[start of Data extract]

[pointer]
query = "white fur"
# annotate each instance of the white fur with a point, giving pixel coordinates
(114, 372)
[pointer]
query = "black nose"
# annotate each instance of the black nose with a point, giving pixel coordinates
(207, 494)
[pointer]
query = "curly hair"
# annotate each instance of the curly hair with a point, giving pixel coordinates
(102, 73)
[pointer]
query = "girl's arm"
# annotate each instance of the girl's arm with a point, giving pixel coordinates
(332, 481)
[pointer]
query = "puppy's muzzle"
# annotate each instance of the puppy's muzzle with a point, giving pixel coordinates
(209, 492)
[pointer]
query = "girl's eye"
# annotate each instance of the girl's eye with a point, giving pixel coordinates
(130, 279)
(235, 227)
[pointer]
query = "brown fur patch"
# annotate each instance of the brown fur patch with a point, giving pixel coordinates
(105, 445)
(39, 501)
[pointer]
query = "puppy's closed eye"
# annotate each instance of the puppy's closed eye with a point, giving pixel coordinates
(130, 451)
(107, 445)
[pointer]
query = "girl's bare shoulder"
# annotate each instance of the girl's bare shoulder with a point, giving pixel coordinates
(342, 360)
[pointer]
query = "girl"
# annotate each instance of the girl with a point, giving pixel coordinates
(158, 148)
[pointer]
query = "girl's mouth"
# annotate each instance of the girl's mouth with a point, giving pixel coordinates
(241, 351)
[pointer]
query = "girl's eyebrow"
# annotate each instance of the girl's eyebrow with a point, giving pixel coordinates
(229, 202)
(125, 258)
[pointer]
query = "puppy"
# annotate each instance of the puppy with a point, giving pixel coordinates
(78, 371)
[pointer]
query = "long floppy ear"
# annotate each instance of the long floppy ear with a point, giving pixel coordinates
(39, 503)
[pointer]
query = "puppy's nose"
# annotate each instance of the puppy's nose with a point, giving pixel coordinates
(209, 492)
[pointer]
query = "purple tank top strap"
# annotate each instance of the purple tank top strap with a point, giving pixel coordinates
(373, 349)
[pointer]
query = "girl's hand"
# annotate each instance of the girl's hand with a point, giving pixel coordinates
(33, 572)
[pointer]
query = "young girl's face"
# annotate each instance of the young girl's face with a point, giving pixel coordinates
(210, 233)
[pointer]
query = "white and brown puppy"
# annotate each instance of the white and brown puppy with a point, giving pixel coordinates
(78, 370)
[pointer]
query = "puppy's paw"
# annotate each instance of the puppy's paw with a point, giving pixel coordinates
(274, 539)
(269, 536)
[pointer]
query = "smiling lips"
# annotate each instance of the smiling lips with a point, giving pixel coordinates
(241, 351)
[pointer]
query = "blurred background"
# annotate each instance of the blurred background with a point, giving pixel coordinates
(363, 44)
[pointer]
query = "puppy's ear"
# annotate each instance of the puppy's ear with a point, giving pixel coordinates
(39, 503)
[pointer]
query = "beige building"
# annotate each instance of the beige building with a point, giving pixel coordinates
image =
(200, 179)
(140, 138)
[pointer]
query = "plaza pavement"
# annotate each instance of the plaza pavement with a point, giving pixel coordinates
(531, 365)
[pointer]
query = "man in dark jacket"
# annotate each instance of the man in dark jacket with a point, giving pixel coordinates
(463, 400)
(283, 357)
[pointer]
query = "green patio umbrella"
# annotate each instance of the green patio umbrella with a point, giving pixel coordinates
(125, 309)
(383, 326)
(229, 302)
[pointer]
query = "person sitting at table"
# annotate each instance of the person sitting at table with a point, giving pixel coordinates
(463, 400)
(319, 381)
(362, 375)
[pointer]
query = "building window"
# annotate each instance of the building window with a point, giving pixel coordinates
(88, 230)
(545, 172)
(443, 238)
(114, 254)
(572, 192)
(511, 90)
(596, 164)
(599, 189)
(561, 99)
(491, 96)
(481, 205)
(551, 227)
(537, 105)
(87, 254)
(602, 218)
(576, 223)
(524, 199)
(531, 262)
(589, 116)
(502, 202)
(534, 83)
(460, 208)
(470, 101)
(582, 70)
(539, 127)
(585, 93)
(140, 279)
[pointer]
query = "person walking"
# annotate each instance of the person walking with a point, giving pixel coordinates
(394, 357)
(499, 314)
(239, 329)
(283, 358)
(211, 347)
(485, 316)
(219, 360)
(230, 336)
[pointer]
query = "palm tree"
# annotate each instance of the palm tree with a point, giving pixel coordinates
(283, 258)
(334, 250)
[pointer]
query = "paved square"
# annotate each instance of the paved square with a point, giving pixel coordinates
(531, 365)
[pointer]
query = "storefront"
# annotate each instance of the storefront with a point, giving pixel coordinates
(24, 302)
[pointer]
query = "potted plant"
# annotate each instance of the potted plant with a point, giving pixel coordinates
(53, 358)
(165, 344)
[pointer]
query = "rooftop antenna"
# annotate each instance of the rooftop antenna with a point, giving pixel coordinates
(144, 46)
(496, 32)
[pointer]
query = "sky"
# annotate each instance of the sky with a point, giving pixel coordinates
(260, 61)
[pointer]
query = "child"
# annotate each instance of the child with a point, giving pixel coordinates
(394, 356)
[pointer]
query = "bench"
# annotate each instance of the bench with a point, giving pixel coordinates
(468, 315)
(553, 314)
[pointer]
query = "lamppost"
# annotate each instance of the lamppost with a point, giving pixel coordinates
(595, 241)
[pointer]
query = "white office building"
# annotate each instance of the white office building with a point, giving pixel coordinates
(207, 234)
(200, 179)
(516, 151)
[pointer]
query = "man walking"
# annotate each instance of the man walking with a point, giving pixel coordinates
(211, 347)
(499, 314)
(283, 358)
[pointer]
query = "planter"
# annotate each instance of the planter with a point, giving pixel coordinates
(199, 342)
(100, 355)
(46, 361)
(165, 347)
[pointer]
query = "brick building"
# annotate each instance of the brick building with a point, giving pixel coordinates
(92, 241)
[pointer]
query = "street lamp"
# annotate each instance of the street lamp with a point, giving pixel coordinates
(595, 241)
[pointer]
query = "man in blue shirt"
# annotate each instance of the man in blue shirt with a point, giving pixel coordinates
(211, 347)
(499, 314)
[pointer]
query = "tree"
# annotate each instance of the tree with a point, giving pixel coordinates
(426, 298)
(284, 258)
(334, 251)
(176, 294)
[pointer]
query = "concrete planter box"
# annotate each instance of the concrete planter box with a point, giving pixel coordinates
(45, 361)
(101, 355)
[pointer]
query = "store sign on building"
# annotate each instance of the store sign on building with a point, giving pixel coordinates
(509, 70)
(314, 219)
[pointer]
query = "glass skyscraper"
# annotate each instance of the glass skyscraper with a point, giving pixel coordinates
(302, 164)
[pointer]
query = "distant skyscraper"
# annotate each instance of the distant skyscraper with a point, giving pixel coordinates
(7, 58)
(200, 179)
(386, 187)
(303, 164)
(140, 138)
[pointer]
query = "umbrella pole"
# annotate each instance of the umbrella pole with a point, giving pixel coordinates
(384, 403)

[end of Data extract]

[Prompt] Go through the records and print each one exactly.

[Problem solution]
[pointer]
query = "white fur"
# annotate each instance of the white fur with a point, giving pixel coordinates
(114, 372)
[pointer]
query = "black nose"
# annotate each instance of the black nose with a point, giving pixel coordinates
(207, 494)
[pointer]
query = "curly hair"
# annotate each instance of the curly hair with a point, giving pixel coordinates
(102, 73)
[pointer]
query = "girl's arm"
# annotate each instance of the girl's arm with a point, giving pixel coordinates
(332, 481)
[pointer]
query = "puppy's muzzle"
# annotate each instance of the puppy's muzzle with a point, giving pixel coordinates
(209, 492)
[pointer]
query = "girl's eye"
# annotate each instance of the girl's eye with a point, giving pixel coordinates
(130, 279)
(235, 227)
[pointer]
query = "brown fur patch"
# annotate each instance of the brown fur patch with a point, giving pixel coordinates
(105, 445)
(39, 501)
[pointer]
query = "puppy's closed eye"
# annotate each instance of the puppy's closed eye with a point, giving pixel coordinates
(130, 451)
(107, 445)
[pointer]
query = "girl's bare shoulder"
# annotate each instance of the girl's bare shoulder with a point, giving pixel coordinates
(342, 360)
[pointer]
query = "girl"
# annotate each instance of the girl with a point, giving pixel coordinates
(158, 148)
[pointer]
query = "girl's mouth"
# annotate each instance of the girl's mouth with a point, giving pixel coordinates
(241, 351)
[pointer]
query = "girl's eyebrow"
# annotate each instance of the girl's eyebrow with a point, giving pixel coordinates
(229, 202)
(125, 258)
[pointer]
query = "puppy"
# annotate each instance of the puppy with a point, giving pixel coordinates
(78, 371)
[pointer]
query = "long floppy ear"
# annotate each instance of the long floppy ear with a point, giving pixel coordinates
(39, 503)
[pointer]
query = "puppy's nose"
# annotate each instance of the puppy's nose with a point, giving pixel coordinates
(209, 492)
[pointer]
query = "purple tank top strap"
# annotate each instance of the purple tank top strap with a point, giving pixel coordinates
(373, 349)
[pointer]
query = "girl's hand"
# annotate each instance of the girl's hand with a point, giving pixel coordinates
(33, 572)
[pointer]
query = "young girl's face"
# annotate each instance of the young girl's face with a point, giving pixel coordinates
(210, 233)
[pointer]
query = "white and brown puppy"
# annotate each instance of the white and brown puppy with a point, giving pixel coordinates
(78, 370)
[pointer]
query = "puppy's paw"
# annotate each instance of the puppy's paw with a point, giving pixel coordinates
(274, 539)
(269, 536)
[pointer]
query = "smiling lips"
# annotate each instance of the smiling lips with a point, giving pixel coordinates
(241, 351)
[pointer]
query = "blurred background"
# annotate each instance of the blurred background with a point, giving pixel coordinates
(363, 44)
[pointer]
query = "puppy's ear"
# annotate each instance of the puppy's ear with a point, giving pixel coordinates
(39, 503)
[pointer]
query = "beige building"
# annotate each instance of the beige building with a point, giving pixel coordinates
image =
(200, 179)
(140, 138)
[pointer]
query = "plaza pavement"
# annotate each instance of the plaza pavement with a point, giving pixel coordinates
(531, 365)
[pointer]
query = "man in dark jacket"
# annotate each instance of the man in dark jacket with a point, giving pixel coordinates
(463, 400)
(283, 357)
[pointer]
query = "green patio umbrella"
# annotate each instance of the green patio umbrella with a point, giving pixel coordinates
(125, 309)
(383, 326)
(229, 302)
[pointer]
query = "person sitting at table"
# annotate each instance of the person sitting at table with a point, giving pixel coordinates
(463, 400)
(319, 381)
(362, 375)
[pointer]
query = "building window"
# annotate each instance of the building window with a point, giving pixel coordinates
(88, 230)
(545, 172)
(443, 238)
(114, 254)
(572, 192)
(511, 90)
(596, 164)
(599, 189)
(561, 99)
(491, 96)
(481, 205)
(551, 227)
(537, 105)
(87, 254)
(602, 218)
(576, 223)
(524, 199)
(531, 262)
(589, 116)
(502, 202)
(534, 83)
(460, 208)
(470, 101)
(582, 70)
(539, 127)
(585, 93)
(140, 279)
[pointer]
query = "person walking"
# annotate each instance of the person walking with a point, giving pixel coordinates
(394, 357)
(499, 314)
(239, 329)
(283, 358)
(211, 347)
(485, 316)
(219, 360)
(230, 336)
[pointer]
query = "palm tree"
# annotate each instance of the palm tree with a point, giving pixel coordinates
(283, 258)
(334, 250)
[pointer]
query = "paved square"
# annotate each instance of the paved square with a point, giving pixel coordinates
(531, 365)
[pointer]
query = "storefront"
# annotate each instance of the storefront with a point, giving pixel coordinates
(24, 302)
[pointer]
query = "potted plant"
# annotate each instance of the potted plant with a point, giving pixel coordinates
(53, 358)
(165, 344)
[pointer]
query = "rooftop antenna"
# annotate each instance of the rooftop antenna with a point, giving pixel coordinates
(144, 46)
(496, 32)
[pointer]
query = "sky"
# annotate each instance of the sky with a point, giving pixel coordinates
(260, 61)
[pointer]
query = "child"
# annotate each instance of the child with a point, giving pixel coordinates
(394, 356)
[pointer]
query = "bench"
# annotate each instance of the bench with a point, giving pixel coordinates
(468, 315)
(553, 314)
[pointer]
query = "lamppost"
# annotate each instance of the lamppost with a point, giving pixel coordinates
(595, 241)
[pointer]
query = "white office building"
# annotate each instance of the white office building with a point, giving pixel coordinates
(207, 234)
(200, 179)
(516, 151)
[pointer]
query = "man walking"
# annotate each instance of the man walking with a point, giving pixel coordinates
(211, 347)
(499, 314)
(283, 358)
[pointer]
query = "planter"
# annotate each instance of the planter with a point, giving pixel coordinates
(199, 342)
(100, 355)
(46, 361)
(165, 347)
[pointer]
query = "brick building"
# annotate each instance of the brick building with a point, giving pixel coordinates
(92, 241)
[pointer]
query = "street lamp"
# annotate each instance of the street lamp with a point, giving pixel coordinates
(595, 241)
[pointer]
query = "man in blue shirt"
# annotate each instance of the man in blue shirt with a point, giving pixel coordinates
(211, 347)
(499, 314)
[pointer]
query = "tree"
# annotate each instance of the tree with a point, giving pixel coordinates
(426, 298)
(284, 258)
(334, 251)
(176, 294)
[pointer]
query = "concrete planter box"
# annotate each instance of the concrete planter box with a point, giving pixel coordinates
(45, 361)
(101, 355)
[pointer]
query = "store sign on building"
# annotate each instance of the store sign on building with a point, giving pixel coordinates
(509, 70)
(314, 219)
[pointer]
query = "glass skyscraper"
# annotate each instance of the glass skyscraper with a point, giving pixel coordinates
(302, 164)
[pointer]
query = "distant skyscraper"
# annotate each instance of the distant skyscraper with a point, giving pixel coordinates
(7, 58)
(200, 179)
(386, 187)
(303, 164)
(140, 138)
[pointer]
query = "umbrella pole"
# annotate each instance of the umbrella pole with a point, giving pixel coordinates
(384, 403)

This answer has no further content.